◆ REQUIRED TASKS:
A: From the mailing-list post on plpgsql and domain types, copy the passage word for word, starting at "The rough sketch" and ending at "for every query.".
B: Write the next part of the mailing-list post on plpgsql and domain types, picking up after its last sentence.

Quick Links

plpgsql versus domains

From:	Tom Lane <tgl(at)sss(dot)pgh(dot)pa(dot)us>
To:	pgsql-hackers(at)postgreSQL(dot)org
Subject:	plpgsql versus domains
Date:	2015-02-26 17:31:46
Message-ID:	12503.1424971906@sss.pgh.pa.us
Views:	Whole Thread \| Raw Message \| Download mbox \| Resend email
Thread:
Lists:	pgsql-hackers

At the behest of Salesforce, I've been looking into improving plpgsql's
handling of variables of domain types, which is currently pretty awful.
It's really slow, because any assignment to a domain variable goes through
the slow double-I/O-conversion path in exec_cast_value, even if no actual
work is needed. And I noticed that the domain's constraints get looked up
only once per function per session; for example this script gets
unexpected results:

create domain di as int;

create function foo1(int) returns di as $$
declare d di;
begin
d := $1;
return d;
end
$$ language plpgsql immutable;

select foo1(0); -- call once to set up cache

alter domain di add constraint pos check (value > 0);

select 0::di; -- fails, as expected

select foo1(0); -- should fail, does not

\c -

select foo1(0); -- now it fails

The reason for this is that domain_in looks up the domain's constraints
and caches them under the calling FmgrInfo struct. That behavior was
designed to ensure we'd do just one constraint-lookup per query, which
I think is reasonable. But plpgsql sets up an FmgrInfo in the variable's
PLpgSQL_type record, which persists for the whole session unless the
function's parse tree is flushed for some reason. So the constraints
only get looked up once.

The rough sketch I have in mind for fixing this is:

1. Arrange to cache the constraints for domain types in typcache.c,
so as to reduce the number of trips to the actual catalogs. I think
typcache.c will have to flush these cache items upon seeing any sinval
change in pg_constraint, but that's still cheaper than searching
pg_constraint for every query.

2. In plpgsql, explicitly model a domain type as being its base type
plus some constraints --- that is, stop depending on domain_in() to
enforce the constraints, and do it ourselves. This would mean that
the FmgrInfo in a PLpgSQL_type struct would reference the base type's
input function rather than domain_in, so we'd not have to be afraid
to cache that. The constraints would be represented as a separate list,
which we'd arrange to fetch from the typcache once per transaction.

◆ STORED DATA:

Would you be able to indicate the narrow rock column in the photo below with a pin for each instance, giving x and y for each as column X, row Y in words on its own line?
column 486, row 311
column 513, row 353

◆ THE RESPONSES:
A:
The rough sketch I have in mind for fixing this is:

1. Arrange to cache the constraints for domain types in typcache.c,
so as to reduce the number of trips to the actual catalogs. I think
typcache.c will have to flush these cache items upon seeing any sinval
change in pg_constraint, but that's still cheaper than searching
pg_constraint for every query.

B:
(I think checking for new constraints once per transaction is sufficient
for reasonable situations, though I suppose that could be argued about.)
The advantage of this approach is first that we could avoid an I/O
conversion when the incoming value to be assigned matches the domain's
base type, which is the typical case; and second that a domain without
any CHECK constraints would become essentially free, which is also a
common case.

3. We could still have domains.c responsible for most of the details;
the domain_check() API may be good enough as-is, though it seems to lack
any simple way to force re-lookup of the domain constraints once per xact.

Thoughts, better ideas?

Given the lack of field complaints, I don't feel a need to try to
back-patch a fix for this, but I do want to see it fixed for 9.5.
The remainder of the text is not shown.